## WORK TASK
Without changing anything, transcribe all of the entries.
= Beginning of Section =
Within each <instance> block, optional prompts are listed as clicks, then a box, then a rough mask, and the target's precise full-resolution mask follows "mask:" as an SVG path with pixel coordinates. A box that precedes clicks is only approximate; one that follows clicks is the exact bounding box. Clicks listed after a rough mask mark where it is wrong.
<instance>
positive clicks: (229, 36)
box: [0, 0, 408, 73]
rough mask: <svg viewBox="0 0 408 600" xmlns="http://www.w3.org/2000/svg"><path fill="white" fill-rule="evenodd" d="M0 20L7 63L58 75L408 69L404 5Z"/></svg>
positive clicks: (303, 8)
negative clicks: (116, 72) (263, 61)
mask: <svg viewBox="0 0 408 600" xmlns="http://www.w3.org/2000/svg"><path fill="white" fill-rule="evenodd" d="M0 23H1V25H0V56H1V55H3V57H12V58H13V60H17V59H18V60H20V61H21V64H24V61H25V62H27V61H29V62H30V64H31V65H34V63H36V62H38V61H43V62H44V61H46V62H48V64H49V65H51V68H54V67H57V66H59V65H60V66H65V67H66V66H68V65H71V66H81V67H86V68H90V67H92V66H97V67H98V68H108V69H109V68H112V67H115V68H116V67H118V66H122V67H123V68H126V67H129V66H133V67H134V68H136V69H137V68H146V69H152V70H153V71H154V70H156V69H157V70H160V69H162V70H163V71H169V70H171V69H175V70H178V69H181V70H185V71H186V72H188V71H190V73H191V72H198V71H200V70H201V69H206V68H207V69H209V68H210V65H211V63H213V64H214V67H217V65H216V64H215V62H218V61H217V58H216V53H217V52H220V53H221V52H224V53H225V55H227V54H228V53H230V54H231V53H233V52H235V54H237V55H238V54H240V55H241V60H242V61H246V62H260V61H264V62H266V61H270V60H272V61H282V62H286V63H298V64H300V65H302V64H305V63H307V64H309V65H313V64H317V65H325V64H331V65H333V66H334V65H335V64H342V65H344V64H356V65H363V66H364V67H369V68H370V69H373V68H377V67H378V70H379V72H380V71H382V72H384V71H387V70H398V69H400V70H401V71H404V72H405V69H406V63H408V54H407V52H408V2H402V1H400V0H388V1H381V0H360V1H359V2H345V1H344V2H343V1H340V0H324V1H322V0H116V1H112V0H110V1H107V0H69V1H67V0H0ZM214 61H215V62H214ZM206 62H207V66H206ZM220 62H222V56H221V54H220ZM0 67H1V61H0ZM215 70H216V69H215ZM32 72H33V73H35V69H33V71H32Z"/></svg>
= End of Section =
## RESULT BELOW
Within each <instance> block, optional prompts are listed as clicks, then a box, then a rough mask, and the target's precise full-resolution mask follows "mask:" as an SVG path with pixel coordinates. A box that precedes clicks is only approximate; one that follows clicks is the exact bounding box. Clicks listed after a rough mask mark where it is wrong.
<instance>
positive clicks: (229, 36)
box: [0, 0, 408, 73]
rough mask: <svg viewBox="0 0 408 600" xmlns="http://www.w3.org/2000/svg"><path fill="white" fill-rule="evenodd" d="M0 20L7 63L58 75L408 69L404 5Z"/></svg>
positive clicks: (303, 8)
negative clicks: (116, 72) (263, 61)
mask: <svg viewBox="0 0 408 600" xmlns="http://www.w3.org/2000/svg"><path fill="white" fill-rule="evenodd" d="M0 23H1V25H0V56H1V55H3V57H12V58H13V60H17V59H18V60H20V61H21V64H24V61H25V62H27V61H29V62H30V64H31V65H34V63H36V62H38V61H43V62H44V61H46V62H48V64H49V65H51V68H54V67H57V66H59V65H60V66H65V67H66V66H68V65H71V66H81V67H86V68H90V67H92V66H97V67H98V68H108V69H109V68H112V67H115V68H116V67H118V66H122V67H123V68H126V67H129V66H133V67H134V68H136V69H137V68H146V69H152V70H153V71H154V70H156V69H157V70H160V69H162V70H163V71H169V70H171V69H175V70H178V69H181V70H185V71H186V72H188V71H190V73H191V72H198V71H200V70H201V69H206V68H207V69H209V68H210V65H211V63H213V64H214V67H217V65H216V64H215V62H218V61H217V58H216V53H217V52H220V53H221V52H224V53H225V55H227V54H228V53H230V54H231V53H233V52H235V54H237V55H238V54H240V55H241V60H242V61H246V62H260V61H264V62H266V61H270V60H272V61H282V62H286V63H298V64H300V65H302V64H305V63H307V64H309V65H313V64H317V65H325V64H331V65H333V66H334V65H335V64H342V65H344V64H356V65H363V66H364V67H369V68H370V69H373V68H377V67H378V70H379V72H380V71H382V72H384V71H387V70H398V69H400V70H401V71H404V72H405V69H406V63H408V54H407V52H408V2H402V1H400V0H388V1H381V0H360V1H359V2H345V1H344V2H343V1H340V0H324V1H322V0H116V1H112V0H110V1H107V0H69V1H67V0H0ZM214 61H215V62H214ZM206 62H207V66H206ZM220 62H222V56H221V54H220ZM0 67H1V61H0ZM215 70H216V69H215ZM32 72H33V73H35V69H33V71H32Z"/></svg>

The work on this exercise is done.